### EXERCISE A
In the Strauss waltz review, which orchestra performs in the Donauweibchen version conducted by Robert Stolz?
### EXERCISE B
Reproduce part of the Strauss waltz review word for word, beginning at "Actually, you’d have" and stopping after "which I love.".
### EXERCISE C
Write the next part of the review of Johann Strauss waltz recordings, starting right after its final sentence.

The reflective and thoughtful melodies of the Adelen-Walzer are hauntingly beautiful and you would appreciate this serenade for its original and tuneful waltz sections. Naxos features Alfred Eschwé conducting the CSR Symphony Orchestra of Bratislava in an assured performance of this heartwarming work. This is the only version that I’m aware of in the CD market, so drop me a line if you do find another one.

(7) Donauweibchen (“Danube Maiden”), Walzer op. 427


Strauss’ stage work ‘Simplicius’ provides some melodies for his waltz Donauweibchen.

Actually, you’d have to admire Strauss’ astuteness in arranging melodies from his operettas to further create entirely new published compositions. There is no weak link in this work – right from the yearning Waltz 1A to the disconsolate-sounding Waltz 1B, then to the brashness of the entire Waltz 2 and to the more relaxed Waltz 3, before the exciting Waltzes 4A and 4B which I love.

Robert Stolz’s version with the Berlin Symphony Orchestra comes recommended for me. The performance takes the usual shortcuts but the oh so lovely Waltz 4A and 4B are executed to perfection. Franz Welser-Möst also provides the New Year’s Concert cheer with the Vienna Philharmonic Orchestra with a reasonable interpretation. Willy Boskovsky is actually ok with the Wiener Johann Strauss Orchester but sadly tapers off into a lull at the imperative Waltz 4 part. Shame, this.

### GIVEN DATA
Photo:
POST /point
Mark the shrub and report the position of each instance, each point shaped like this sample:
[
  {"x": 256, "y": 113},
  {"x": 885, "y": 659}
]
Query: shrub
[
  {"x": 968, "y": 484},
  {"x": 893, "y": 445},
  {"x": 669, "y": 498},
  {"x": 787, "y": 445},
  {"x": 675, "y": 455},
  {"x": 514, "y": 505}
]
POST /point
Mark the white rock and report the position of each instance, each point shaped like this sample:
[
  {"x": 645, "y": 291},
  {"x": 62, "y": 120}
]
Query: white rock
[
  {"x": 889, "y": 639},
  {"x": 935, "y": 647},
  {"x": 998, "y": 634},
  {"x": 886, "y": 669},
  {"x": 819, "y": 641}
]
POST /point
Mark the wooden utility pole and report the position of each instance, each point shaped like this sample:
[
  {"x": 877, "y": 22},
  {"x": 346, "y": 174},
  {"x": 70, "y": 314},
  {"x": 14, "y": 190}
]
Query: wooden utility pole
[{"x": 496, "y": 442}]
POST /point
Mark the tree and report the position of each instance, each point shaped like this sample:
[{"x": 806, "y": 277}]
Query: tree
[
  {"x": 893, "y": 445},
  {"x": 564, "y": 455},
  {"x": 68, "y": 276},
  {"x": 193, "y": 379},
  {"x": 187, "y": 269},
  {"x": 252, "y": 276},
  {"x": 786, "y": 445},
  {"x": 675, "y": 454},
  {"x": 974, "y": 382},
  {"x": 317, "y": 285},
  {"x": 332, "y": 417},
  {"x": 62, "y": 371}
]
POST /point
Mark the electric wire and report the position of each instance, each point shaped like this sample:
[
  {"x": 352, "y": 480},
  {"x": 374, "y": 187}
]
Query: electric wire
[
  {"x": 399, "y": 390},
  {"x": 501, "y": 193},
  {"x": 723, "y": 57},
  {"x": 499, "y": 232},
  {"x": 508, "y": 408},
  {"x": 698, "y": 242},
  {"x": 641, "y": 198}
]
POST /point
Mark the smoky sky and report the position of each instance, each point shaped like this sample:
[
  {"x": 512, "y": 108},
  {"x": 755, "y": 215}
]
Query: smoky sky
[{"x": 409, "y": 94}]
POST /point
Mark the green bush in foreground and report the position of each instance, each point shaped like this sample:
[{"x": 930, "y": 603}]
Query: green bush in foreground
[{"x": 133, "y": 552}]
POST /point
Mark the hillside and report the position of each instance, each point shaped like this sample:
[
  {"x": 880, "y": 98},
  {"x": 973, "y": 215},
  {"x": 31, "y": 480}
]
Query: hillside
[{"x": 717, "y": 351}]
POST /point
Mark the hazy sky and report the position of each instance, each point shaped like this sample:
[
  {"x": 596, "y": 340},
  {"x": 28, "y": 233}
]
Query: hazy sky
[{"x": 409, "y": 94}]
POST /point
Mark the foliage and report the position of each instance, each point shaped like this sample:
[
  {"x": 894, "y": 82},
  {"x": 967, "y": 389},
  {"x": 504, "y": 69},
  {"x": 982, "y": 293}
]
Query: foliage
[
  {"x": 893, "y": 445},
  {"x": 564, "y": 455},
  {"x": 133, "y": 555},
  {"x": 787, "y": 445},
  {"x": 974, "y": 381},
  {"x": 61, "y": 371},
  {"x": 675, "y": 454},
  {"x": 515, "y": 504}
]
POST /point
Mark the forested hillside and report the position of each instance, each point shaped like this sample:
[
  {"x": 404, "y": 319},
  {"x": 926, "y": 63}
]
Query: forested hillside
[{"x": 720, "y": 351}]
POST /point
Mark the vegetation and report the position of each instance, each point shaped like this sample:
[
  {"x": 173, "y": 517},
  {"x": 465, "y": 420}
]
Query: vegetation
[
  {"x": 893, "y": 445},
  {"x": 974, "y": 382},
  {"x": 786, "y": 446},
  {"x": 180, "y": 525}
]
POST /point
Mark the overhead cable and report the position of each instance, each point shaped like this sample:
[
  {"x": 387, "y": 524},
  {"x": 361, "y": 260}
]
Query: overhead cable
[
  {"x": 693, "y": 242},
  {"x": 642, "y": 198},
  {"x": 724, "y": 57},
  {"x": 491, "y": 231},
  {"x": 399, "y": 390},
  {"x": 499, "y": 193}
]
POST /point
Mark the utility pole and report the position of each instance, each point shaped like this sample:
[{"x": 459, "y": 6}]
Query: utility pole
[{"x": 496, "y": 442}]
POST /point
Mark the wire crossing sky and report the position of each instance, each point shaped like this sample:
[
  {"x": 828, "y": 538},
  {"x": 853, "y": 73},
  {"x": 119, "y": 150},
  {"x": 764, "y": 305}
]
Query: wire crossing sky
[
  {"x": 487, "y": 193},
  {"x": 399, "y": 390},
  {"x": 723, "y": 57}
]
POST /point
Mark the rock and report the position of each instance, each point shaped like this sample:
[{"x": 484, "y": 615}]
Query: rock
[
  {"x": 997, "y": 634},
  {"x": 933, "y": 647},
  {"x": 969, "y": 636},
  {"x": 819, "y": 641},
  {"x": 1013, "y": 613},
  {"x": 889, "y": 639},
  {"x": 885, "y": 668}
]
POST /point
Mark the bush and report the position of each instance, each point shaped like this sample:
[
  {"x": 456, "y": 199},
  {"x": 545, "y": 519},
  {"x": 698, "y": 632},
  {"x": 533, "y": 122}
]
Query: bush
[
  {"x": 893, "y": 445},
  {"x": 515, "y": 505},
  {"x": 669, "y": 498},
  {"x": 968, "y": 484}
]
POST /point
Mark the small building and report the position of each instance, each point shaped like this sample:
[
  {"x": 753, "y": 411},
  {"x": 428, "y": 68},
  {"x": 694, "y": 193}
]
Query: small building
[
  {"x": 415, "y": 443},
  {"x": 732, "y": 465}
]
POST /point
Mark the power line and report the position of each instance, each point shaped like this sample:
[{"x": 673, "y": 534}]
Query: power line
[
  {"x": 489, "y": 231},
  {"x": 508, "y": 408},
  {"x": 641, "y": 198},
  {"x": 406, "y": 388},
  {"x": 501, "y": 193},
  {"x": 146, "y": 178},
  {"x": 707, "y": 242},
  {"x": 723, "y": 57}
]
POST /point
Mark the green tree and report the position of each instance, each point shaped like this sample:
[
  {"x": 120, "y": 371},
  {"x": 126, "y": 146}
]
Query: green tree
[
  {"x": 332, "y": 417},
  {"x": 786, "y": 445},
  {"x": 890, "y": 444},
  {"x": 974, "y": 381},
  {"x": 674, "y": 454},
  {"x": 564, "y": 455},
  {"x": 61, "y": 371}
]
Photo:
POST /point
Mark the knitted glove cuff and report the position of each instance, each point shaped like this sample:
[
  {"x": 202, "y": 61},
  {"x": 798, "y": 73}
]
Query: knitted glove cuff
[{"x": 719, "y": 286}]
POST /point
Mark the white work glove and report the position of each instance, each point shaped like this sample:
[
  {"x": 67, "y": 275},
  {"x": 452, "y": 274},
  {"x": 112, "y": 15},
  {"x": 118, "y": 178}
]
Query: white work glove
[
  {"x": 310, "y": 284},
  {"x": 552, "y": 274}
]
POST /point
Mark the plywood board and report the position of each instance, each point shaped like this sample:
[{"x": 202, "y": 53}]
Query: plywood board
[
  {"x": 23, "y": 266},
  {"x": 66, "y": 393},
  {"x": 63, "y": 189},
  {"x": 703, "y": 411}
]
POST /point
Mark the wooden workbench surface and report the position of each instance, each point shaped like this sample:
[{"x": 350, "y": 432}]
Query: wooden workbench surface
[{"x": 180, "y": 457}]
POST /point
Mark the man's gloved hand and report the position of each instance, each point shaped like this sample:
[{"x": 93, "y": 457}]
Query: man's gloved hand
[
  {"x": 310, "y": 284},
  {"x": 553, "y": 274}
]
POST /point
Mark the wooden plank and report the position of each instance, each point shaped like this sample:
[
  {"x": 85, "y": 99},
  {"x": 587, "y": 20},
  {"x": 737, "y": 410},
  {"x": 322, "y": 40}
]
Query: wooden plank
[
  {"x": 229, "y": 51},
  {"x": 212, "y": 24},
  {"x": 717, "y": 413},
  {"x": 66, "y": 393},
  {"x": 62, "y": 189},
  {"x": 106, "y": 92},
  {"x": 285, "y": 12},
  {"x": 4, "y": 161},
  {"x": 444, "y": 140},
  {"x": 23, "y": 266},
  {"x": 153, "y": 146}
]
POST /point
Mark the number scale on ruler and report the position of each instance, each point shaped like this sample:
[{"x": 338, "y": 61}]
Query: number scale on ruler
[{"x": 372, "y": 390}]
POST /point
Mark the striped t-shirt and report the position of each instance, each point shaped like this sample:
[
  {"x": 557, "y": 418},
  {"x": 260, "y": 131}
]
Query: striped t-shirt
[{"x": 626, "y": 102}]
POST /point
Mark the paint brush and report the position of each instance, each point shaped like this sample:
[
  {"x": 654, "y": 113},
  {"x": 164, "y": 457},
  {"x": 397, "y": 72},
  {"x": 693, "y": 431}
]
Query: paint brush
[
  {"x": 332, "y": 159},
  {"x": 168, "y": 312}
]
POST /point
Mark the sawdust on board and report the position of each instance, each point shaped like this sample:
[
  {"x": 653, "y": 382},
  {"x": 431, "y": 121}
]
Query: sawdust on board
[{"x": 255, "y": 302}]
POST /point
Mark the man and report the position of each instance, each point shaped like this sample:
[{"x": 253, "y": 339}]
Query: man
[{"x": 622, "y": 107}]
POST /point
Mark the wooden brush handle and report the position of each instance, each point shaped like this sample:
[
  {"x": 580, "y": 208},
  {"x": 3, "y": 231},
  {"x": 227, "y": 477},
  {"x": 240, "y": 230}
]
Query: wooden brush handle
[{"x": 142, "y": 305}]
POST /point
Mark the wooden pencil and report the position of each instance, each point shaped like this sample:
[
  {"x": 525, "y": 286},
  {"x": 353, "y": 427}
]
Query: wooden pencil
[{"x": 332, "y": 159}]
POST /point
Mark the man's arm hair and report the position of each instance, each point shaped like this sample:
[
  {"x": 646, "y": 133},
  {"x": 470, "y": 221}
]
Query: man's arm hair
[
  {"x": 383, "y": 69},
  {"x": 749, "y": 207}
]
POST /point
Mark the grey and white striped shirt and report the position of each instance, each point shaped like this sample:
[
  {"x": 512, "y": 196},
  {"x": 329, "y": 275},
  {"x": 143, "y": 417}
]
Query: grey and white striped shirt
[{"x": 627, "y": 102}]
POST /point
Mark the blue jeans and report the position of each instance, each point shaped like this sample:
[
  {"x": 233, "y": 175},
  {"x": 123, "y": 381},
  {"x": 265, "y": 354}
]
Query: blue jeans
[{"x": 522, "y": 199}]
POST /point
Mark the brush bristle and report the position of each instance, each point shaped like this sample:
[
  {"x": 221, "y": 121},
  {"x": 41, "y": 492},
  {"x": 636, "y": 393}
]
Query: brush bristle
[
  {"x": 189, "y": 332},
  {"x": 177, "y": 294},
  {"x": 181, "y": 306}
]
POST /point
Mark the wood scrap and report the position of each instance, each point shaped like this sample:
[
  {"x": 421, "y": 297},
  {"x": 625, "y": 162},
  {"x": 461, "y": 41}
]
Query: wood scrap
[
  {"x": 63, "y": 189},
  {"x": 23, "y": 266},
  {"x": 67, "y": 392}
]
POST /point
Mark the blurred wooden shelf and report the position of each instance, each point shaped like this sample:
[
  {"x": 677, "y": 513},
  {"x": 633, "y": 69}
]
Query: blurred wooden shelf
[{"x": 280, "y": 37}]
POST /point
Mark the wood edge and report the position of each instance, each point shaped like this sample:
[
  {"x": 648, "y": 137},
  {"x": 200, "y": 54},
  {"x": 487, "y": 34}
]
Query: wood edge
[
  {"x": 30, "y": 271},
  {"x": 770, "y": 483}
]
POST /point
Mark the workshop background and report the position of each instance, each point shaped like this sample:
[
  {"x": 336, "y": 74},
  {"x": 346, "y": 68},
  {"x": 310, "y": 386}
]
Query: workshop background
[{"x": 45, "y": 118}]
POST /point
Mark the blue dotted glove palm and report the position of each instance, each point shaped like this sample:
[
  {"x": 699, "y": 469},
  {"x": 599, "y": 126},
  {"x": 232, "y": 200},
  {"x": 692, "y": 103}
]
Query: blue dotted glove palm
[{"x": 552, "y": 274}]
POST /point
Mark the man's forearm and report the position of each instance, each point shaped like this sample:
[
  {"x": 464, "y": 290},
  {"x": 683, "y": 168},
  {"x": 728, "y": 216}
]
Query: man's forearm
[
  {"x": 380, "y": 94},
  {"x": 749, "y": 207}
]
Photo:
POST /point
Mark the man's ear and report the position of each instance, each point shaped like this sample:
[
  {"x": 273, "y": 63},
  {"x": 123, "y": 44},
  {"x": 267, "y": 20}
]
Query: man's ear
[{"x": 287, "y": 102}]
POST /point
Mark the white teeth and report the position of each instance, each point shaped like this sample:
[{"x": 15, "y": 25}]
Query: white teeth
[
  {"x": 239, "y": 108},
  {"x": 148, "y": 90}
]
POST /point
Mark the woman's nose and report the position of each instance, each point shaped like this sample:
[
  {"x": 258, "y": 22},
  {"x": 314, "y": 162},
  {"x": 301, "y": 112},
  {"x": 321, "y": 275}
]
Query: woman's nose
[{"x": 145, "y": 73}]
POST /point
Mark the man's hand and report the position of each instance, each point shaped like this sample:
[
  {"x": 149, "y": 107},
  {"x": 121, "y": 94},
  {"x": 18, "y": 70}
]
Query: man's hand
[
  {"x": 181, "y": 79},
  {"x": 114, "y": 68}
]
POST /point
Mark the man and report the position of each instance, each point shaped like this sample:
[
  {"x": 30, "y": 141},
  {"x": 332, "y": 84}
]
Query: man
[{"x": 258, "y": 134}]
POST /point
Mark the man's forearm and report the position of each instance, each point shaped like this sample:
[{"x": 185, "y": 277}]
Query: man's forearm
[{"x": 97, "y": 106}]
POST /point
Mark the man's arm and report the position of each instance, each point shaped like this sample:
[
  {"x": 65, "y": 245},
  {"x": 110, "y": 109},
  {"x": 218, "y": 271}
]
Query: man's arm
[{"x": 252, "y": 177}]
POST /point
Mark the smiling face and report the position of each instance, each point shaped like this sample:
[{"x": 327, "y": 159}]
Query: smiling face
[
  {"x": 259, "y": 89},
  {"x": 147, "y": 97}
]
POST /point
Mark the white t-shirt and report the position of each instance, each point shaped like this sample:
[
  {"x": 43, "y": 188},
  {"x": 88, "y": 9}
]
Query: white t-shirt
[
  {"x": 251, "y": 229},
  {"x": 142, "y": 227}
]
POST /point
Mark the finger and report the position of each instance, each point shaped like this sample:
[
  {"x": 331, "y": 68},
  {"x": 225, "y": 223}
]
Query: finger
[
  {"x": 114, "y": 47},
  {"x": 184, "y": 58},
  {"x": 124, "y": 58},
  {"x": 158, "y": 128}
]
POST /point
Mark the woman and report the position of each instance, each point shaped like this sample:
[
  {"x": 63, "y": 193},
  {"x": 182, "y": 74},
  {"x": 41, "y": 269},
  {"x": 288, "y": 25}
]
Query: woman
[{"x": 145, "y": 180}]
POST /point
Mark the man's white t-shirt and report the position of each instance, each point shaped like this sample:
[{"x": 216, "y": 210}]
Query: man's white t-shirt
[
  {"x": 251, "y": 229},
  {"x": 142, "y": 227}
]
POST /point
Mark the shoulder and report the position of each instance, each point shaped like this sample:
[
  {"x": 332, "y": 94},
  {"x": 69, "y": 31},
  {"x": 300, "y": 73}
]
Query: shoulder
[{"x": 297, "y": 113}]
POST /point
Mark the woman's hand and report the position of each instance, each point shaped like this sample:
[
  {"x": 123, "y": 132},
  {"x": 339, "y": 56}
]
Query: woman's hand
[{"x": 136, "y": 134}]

### EXERCISE RESULT A
The Berlin Symphony Orchestra.

### EXERCISE RESULT B
Actually, you’d have to admire Strauss’ astuteness in arranging melodies from his operettas to further create entirely new published compositions. There is no weak link in this work – right from the yearning Waltz 1A to the disconsolate-sounding Waltz 1B, then to the brashness of the entire Waltz 2 and to the more relaxed Waltz 3, before the exciting Waltzes 4A and 4B which I love.

### EXERCISE RESULT C
(8) Kaiser-Jubiläum – Jubel Walzer (“Imperial Jubilee – Rejoicing Waltz”) op. 434

kaiser franz josef

This waltz is quite serious in nature but displayed a composition style which could not be compared with Strauss’ earlier waltzes. Indeed, the outpouring of joy is never realized in this work, which is more regal-sounding rather than overtly cheerful.

I think that the beauty of this work lies in the masterful writing and the flow between the various waltz sections which are seamless. Craft alone does not win my admiration – it’s also the surprisingly creative melodies (Waltz 1B and Waltz 2B) which also lend much character to this memorable work.

To my best knowledge, there’s only one version one could go for – Johannes Wildner directing the Czechoslovak State Philharmonic Orchestra (Košice) on the Naxos label. The conductor occasionally gets at my nerves with his very stiff conducting style and his rigid structuring of pieces but he allows much fluidity in the playing with this recording and it’s one that you should enjoy.

(9) Kaiser-Walzer (“Emperor Waltz”) op. 437

kaiser wilhelm und kaiser franz josef

Look at how far down the road we’ve gone. It’s already near the middle of the opus 400-something list….but we’re not done yet.

You must have heard of this masterpiece before – it’s almost as familiar as the Blue Danube waltz op. 314 (if not as famous) and quite right too: this is one of Strauss’ last best-loved works which does not show signs of dulled creativity and expression. In fact, his writing had become richer and mature – the joy is never too bacchanalian and the more wistful parts have a more appreciable effect. The climax with cymbals precedes the Waltz 4, so it also evidences a new direction taken by Strauss in terms of composition during the evolution of the waltz form.

I’ve simply love Willi Boskovsky’s version with the Wiener Johann Strauss Orchester for this one. There’s no other worthy contestant! Let me know what you think, though.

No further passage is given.